**Brief 1**
Copy out the entries from the line containing "Identify the water bottle above." through the final entry, inclusive.

But what are those beliefs based on? What is ‘the truth’ that, in turn, these beliefs are based on and how was it arrived at? And why is the world so bitterly divided, anyway?
Research, Simplified
If you start thinking about it and doing a little bit of research, it’s a small step to realising that the question of ‘what is truth’ has long been asked. Delving into all that knowledge and opinion is time-consuming. It reveals any number of different angles to it, arrived at for different reasons.
Here we go then, with a simplified summary of what I’ve found (with the necessary cautions about broad brush strokes), to spare you an awful lot of time:
- centuries ago (in the West at least), even the god-fearing people of that era came to believe that a fundamental role of humans is to rationally discover ‘truth’. Which, it was thought, exists as a thing in its own right.
- With that development, the old sources of truth – i.e. the monarchy and the church – were replaced with ‘rational thought’.
- The new belief was that this rational thought would guide us all. But, of course, you need people to supply rational thought – to inform the decisions being made by leaders. (Leaders in all fields of life, but this is to focus primarily on government leaders.) And lo! The era of the expert began – and we’re still in it.
- The new belief was that this rational thought would guide us all. But, of course, you need people to supply rational thought – to inform the decisions being made by leaders. (Leaders in all fields of life, but this is to focus primarily on government leaders.) And lo! The era of the expert began – and we’re still in it.

(Items from a dataset)

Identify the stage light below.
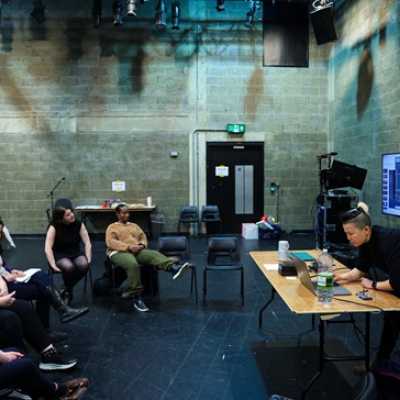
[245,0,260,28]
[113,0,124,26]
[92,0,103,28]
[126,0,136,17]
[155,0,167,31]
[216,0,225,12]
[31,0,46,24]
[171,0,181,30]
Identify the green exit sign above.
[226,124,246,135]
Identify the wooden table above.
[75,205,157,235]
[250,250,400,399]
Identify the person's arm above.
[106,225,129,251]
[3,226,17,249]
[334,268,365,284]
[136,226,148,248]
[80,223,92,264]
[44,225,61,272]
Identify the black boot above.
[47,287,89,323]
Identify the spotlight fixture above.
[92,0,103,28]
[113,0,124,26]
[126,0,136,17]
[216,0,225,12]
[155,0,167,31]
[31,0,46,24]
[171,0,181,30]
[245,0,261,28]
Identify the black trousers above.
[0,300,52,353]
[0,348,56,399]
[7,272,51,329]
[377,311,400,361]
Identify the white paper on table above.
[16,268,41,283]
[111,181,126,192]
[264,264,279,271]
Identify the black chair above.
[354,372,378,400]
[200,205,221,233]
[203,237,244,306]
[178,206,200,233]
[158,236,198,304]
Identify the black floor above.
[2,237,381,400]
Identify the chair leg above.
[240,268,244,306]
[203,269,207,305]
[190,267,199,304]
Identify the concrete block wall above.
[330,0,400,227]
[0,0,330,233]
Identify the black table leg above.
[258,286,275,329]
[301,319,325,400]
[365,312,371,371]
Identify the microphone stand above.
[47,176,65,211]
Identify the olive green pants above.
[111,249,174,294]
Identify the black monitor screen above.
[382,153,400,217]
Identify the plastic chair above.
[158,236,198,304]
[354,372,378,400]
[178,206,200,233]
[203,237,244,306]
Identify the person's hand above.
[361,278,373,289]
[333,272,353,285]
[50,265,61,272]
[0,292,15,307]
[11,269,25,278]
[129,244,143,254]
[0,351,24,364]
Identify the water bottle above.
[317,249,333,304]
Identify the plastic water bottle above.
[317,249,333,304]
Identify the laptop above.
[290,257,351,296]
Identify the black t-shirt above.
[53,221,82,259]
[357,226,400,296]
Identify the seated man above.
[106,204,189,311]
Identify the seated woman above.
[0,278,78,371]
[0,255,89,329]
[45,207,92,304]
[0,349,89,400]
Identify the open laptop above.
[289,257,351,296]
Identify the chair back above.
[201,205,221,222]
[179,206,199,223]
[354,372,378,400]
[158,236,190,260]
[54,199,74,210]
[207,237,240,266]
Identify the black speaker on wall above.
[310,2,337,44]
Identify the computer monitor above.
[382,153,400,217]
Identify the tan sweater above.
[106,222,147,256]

**Brief 2**
In the passage about truth, why did the era of the expert begin?

**Correct response 1**
Identify the water bottle above.
[317,249,333,304]
Identify the plastic water bottle above.
[317,249,333,304]
Identify the laptop above.
[290,257,351,296]
Identify the black t-shirt above.
[53,221,82,259]
[357,226,400,296]
Identify the seated man above.
[106,204,189,311]
Identify the seated woman above.
[0,278,78,371]
[0,255,89,329]
[45,207,92,304]
[0,349,89,400]
Identify the open laptop above.
[289,257,351,296]
Identify the chair back above.
[201,205,221,222]
[179,206,199,223]
[354,372,378,400]
[158,236,190,260]
[54,199,74,210]
[207,237,240,266]
Identify the black speaker on wall above.
[310,2,337,44]
Identify the computer monitor above.
[382,153,400,217]
Identify the tan sweater above.
[106,222,147,256]

**Correct response 2**
Rational thought replaced the monarchy and the church as the source of truth. People were then needed to supply that rational thought and inform the decisions of leaders, chiefly government leaders. That need started the era of the expert.